All records below must be retyped exactly.

--- START Data listing ---

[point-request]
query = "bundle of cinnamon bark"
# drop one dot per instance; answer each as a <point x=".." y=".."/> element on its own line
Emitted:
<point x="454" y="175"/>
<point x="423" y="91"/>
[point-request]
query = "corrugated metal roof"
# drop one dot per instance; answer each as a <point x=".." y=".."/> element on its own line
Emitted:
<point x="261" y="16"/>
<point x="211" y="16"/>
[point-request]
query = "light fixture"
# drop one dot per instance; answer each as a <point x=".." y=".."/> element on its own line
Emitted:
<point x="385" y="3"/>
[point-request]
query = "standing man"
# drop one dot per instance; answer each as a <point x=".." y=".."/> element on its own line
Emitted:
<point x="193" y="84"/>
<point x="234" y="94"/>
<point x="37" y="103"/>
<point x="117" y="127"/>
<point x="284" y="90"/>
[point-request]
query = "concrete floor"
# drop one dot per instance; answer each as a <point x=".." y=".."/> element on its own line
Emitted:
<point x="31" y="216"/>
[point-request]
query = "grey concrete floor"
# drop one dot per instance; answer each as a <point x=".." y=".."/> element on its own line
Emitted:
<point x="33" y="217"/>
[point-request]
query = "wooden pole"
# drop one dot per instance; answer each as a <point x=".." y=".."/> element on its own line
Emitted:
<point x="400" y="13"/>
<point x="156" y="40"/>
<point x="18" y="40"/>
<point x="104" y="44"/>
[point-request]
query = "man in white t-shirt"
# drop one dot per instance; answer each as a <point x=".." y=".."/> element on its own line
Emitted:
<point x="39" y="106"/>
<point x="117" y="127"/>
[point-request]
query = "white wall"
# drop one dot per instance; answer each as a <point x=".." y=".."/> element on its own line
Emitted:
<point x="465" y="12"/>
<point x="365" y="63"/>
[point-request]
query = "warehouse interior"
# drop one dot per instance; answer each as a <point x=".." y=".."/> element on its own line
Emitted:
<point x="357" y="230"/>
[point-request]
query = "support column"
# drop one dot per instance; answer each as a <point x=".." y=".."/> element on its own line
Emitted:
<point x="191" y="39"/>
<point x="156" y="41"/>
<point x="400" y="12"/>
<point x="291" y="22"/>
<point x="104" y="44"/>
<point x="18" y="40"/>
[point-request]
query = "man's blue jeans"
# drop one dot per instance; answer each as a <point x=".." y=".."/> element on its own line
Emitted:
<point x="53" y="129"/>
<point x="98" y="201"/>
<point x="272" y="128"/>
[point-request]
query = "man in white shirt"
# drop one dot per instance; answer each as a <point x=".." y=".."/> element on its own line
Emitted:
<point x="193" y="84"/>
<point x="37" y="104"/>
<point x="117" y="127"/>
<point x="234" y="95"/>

--- END Data listing ---

Full output:
[point-request]
query = "bundle of cinnamon bark"
# drop one dot per instance; answer each as a <point x=".." y=".."/> element on its own line
Emitted:
<point x="454" y="175"/>
<point x="423" y="91"/>
[point-request]
query = "corrugated metal roof"
# drop one dot per instance; answer each as a <point x=".." y=".."/> element on its own line
Emitted:
<point x="261" y="16"/>
<point x="211" y="16"/>
[point-request]
query = "light fixture"
# drop one dot per instance; answer each as a <point x=".." y=".."/> element on its own line
Emitted:
<point x="385" y="3"/>
[point-request]
query = "standing man"
# drop one dot per instance; answer each as a <point x=".." y=".."/> element on its own line
Emitted:
<point x="193" y="84"/>
<point x="234" y="94"/>
<point x="37" y="103"/>
<point x="117" y="127"/>
<point x="284" y="90"/>
[point-request]
query = "concrete floor"
# drop one dot per instance; answer each as a <point x=".." y=".."/> element on its own line
Emitted:
<point x="31" y="216"/>
[point-request]
query = "grey concrete floor"
# drop one dot per instance; answer each as a <point x=".." y=".."/> element on its own line
Emitted:
<point x="33" y="217"/>
[point-request]
query = "wooden pole"
# drop one dot per instance; answer each as a <point x=".." y=".."/> element on its own line
Emitted:
<point x="400" y="13"/>
<point x="156" y="40"/>
<point x="18" y="40"/>
<point x="104" y="44"/>
[point-request]
query = "man in white t-shirt"
# drop one dot per instance; answer each as a <point x=".." y=".."/> element on its own line
Emitted:
<point x="39" y="106"/>
<point x="117" y="127"/>
[point-request]
query = "white wall"
# drop one dot per instance; answer each as a <point x=".." y=".."/> element on its own line
Emitted:
<point x="465" y="12"/>
<point x="365" y="63"/>
[point-request]
query = "warehouse interior"
# drop one dot per instance; answer each as a <point x=".." y=".."/> element on its own line
Emitted:
<point x="357" y="230"/>
[point-request]
query = "support column"
# drop one dot per instance; answer each as a <point x=".." y=".."/> element on its own line
Emitted:
<point x="191" y="39"/>
<point x="156" y="41"/>
<point x="400" y="12"/>
<point x="291" y="22"/>
<point x="104" y="44"/>
<point x="18" y="40"/>
[point-request]
query = "man's blue jeans"
# drop one dot per instance; answer each as a <point x=".." y=".."/> element on its own line
Emitted:
<point x="53" y="129"/>
<point x="98" y="201"/>
<point x="272" y="128"/>
[point-request]
query = "man in white shirt"
# drop one dot per instance; answer each as a <point x=".." y=".."/> element on its own line
Emitted:
<point x="193" y="84"/>
<point x="37" y="104"/>
<point x="117" y="127"/>
<point x="234" y="95"/>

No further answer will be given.